* [ZITIERTER TEXT]:
Ratlos ist man, denn der tradierte Kunstbegriff erwartet Position auf der Seite des Machers. Die unterbleibt. Der Rezipient sorgt für den Verlauf des Regelwerks.

Unkontrollierbar geschah das auch in „a sophisticated soirée“. Denn hier war es die Mischung aus den Herzklopfrhythmen der Versammelten, die vom Computer hochgerechnet einen musikalischen Ablauf bestimmten. Die Maschine gab dröhnende Pulsationen ab und der Einzelne konnte nebenbei aufgrund von Lichtzeichen erkennen, dass sein Herz gerade mit einem anderen, in der Gruppe unauffindbaren, im Takt schlägt. Man verblieb in der, so weit traute man der Installation, vom Herzschlag-Gruppenprozess gesteuerten akustischen Umgebung, man plauderte. Da in der Kunst inzwischen erreicht ist, dass alles erlaubt ist, ließ man sich darauf ein. Doch etwas Widerstand möchte man zumindest anmelden: Wir machen alles mit, aber wir erwarten mehr. Wellness allein ist hohl – und allemal besser in der Hängematte. Oder brauchen wir zum Alleine-Sein schon die anonyme Gruppe?

* [ANWEISUNG A]:
Gib aus dem zitierten Text den Abschnitt von „Unkontrollierbar geschah das“ bis einschließlich „die anonyme Gruppe?“ wortgetreu aus.
* [ANWEISUNG B]:
Formatiere bitte die Zeilen der Einträge von der Zeile mit „[seg] woman's right hand“ bis einschließlich der Zeile mit „199 174 L 199“ als nummerierte Liste, ohne Leerzeilen. Lass die Bilder dabei weg.

Einträge zur Segmentierung
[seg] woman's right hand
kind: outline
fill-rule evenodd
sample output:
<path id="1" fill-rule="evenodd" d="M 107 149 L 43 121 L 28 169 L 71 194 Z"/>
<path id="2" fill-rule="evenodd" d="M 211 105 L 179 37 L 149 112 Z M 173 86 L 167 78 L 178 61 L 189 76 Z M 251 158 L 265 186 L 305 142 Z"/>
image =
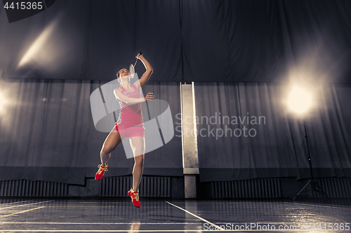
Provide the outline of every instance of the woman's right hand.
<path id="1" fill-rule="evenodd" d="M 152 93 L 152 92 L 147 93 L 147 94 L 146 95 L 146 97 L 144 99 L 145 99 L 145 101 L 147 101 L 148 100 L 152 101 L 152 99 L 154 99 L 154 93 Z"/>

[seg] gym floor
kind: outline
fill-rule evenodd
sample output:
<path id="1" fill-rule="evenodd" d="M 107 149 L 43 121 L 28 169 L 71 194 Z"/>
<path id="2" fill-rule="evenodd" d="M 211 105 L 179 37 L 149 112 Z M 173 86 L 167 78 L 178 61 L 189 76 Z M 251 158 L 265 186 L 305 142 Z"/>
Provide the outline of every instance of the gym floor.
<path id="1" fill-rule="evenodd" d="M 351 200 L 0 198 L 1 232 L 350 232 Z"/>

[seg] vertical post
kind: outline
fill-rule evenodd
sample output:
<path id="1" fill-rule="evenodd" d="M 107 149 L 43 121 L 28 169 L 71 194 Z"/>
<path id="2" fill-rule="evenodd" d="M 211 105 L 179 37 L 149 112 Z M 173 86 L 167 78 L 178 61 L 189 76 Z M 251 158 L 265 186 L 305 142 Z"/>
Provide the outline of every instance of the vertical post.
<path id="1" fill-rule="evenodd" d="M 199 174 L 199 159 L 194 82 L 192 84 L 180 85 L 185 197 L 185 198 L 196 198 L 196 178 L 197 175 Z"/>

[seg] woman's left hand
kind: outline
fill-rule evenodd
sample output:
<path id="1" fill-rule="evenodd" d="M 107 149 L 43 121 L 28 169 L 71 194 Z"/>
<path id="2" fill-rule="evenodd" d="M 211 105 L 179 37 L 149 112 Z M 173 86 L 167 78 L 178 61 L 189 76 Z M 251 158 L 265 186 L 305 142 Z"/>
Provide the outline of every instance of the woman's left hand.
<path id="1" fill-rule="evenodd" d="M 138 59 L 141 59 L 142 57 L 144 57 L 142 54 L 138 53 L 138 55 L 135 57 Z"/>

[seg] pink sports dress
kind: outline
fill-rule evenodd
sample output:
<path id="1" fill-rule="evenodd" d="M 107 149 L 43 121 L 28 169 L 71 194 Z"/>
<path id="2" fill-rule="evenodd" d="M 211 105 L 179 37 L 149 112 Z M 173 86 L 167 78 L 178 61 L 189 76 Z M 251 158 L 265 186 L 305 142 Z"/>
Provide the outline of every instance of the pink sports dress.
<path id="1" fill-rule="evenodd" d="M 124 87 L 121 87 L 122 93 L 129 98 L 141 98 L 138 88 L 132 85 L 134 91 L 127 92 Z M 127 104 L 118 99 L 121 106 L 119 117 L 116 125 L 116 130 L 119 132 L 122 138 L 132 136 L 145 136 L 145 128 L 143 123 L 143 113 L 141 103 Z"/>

---

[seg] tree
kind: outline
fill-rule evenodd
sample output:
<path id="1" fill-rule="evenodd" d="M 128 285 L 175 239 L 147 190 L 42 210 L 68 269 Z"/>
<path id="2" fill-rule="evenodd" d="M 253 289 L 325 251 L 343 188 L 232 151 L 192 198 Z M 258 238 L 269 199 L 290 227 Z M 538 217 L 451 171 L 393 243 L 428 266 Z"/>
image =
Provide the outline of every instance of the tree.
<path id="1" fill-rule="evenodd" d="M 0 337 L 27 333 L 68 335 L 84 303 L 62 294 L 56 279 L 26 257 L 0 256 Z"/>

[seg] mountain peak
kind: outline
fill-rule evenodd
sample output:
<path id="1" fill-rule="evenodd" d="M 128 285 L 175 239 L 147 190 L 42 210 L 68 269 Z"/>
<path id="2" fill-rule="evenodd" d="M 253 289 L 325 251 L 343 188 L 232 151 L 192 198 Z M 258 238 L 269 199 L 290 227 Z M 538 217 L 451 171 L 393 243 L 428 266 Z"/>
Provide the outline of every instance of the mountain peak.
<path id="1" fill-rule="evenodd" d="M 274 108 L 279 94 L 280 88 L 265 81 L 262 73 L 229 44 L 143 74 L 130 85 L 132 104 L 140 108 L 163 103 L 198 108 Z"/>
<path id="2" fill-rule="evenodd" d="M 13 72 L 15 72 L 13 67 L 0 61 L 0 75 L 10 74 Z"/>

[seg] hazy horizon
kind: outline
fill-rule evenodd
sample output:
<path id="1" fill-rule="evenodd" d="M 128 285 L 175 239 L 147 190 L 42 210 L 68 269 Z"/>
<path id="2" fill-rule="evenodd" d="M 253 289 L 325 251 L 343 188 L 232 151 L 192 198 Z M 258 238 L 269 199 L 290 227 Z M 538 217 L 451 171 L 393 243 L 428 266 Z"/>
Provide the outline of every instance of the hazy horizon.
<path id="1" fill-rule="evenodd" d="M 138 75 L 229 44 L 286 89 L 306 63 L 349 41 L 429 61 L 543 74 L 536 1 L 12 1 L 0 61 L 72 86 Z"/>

* [VOLLSTÄNDIGE LÖSUNG A]:
Unkontrollierbar geschah das auch in „a sophisticated soirée“. Denn hier war es die Mischung aus den Herzklopfrhythmen der Versammelten, die vom Computer hochgerechnet einen musikalischen Ablauf bestimmten. Die Maschine gab dröhnende Pulsationen ab und der Einzelne konnte nebenbei aufgrund von Lichtzeichen erkennen, dass sein Herz gerade mit einem anderen, in der Gruppe unauffindbaren, im Takt schlägt. Man verblieb in der, so weit traute man der Installation, vom Herzschlag-Gruppenprozess gesteuerten akustischen Umgebung, man plauderte. Da in der Kunst inzwischen erreicht ist, dass alles erlaubt ist, ließ man sich darauf ein. Doch etwas Widerstand möchte man zumindest anmelden: Wir machen alles mit, aber wir erwarten mehr. Wellness allein ist hohl – und allemal besser in der Hängematte. Oder brauchen wir zum Alleine-Sein schon die anonyme Gruppe?

* [VOLLSTÄNDIGE LÖSUNG B]:
1. [seg] woman's right hand
2. kind: outline
3. fill-rule evenodd
4. sample output:
5. <path id="1" fill-rule="evenodd" d="M 107 149 L 43 121 L 28 169 L 71 194 Z"/>
6. <path id="2" fill-rule="evenodd" d="M 211 105 L 179 37 L 149 112 Z M 173 86 L 167 78 L 178 61 L 189 76 Z M 251 158 L 265 186 L 305 142 Z"/>
7. image =
8. Provide the outline of every instance of the woman's right hand.
9. <path id="1" fill-rule="evenodd" d="M 152 93 L 152 92 L 147 93 L 147 94 L 146 95 L 146 97 L 144 99 L 145 99 L 145 101 L 147 101 L 148 100 L 152 101 L 152 99 L 154 99 L 154 93 Z"/>
10. [seg] gym floor
11. kind: outline
12. fill-rule evenodd
13. sample output:
14. <path id="1" fill-rule="evenodd" d="M 107 149 L 43 121 L 28 169 L 71 194 Z"/>
15. <path id="2" fill-rule="evenodd" d="M 211 105 L 179 37 L 149 112 Z M 173 86 L 167 78 L 178 61 L 189 76 Z M 251 158 L 265 186 L 305 142 Z"/>
16. Provide the outline of every instance of the gym floor.
17. <path id="1" fill-rule="evenodd" d="M 351 200 L 0 198 L 1 232 L 350 232 Z"/>
18. [seg] vertical post
19. kind: outline
20. fill-rule evenodd
21. sample output:
22. <path id="1" fill-rule="evenodd" d="M 107 149 L 43 121 L 28 169 L 71 194 Z"/>
23. <path id="2" fill-rule="evenodd" d="M 211 105 L 179 37 L 149 112 Z M 173 86 L 167 78 L 178 61 L 189 76 Z M 251 158 L 265 186 L 305 142 Z"/>
24. Provide the outline of every instance of the vertical post.
25. <path id="1" fill-rule="evenodd" d="M 199 174 L 199 159 L 194 82 L 192 84 L 180 85 L 185 197 L 185 198 L 196 198 L 196 178 L 197 175 Z"/>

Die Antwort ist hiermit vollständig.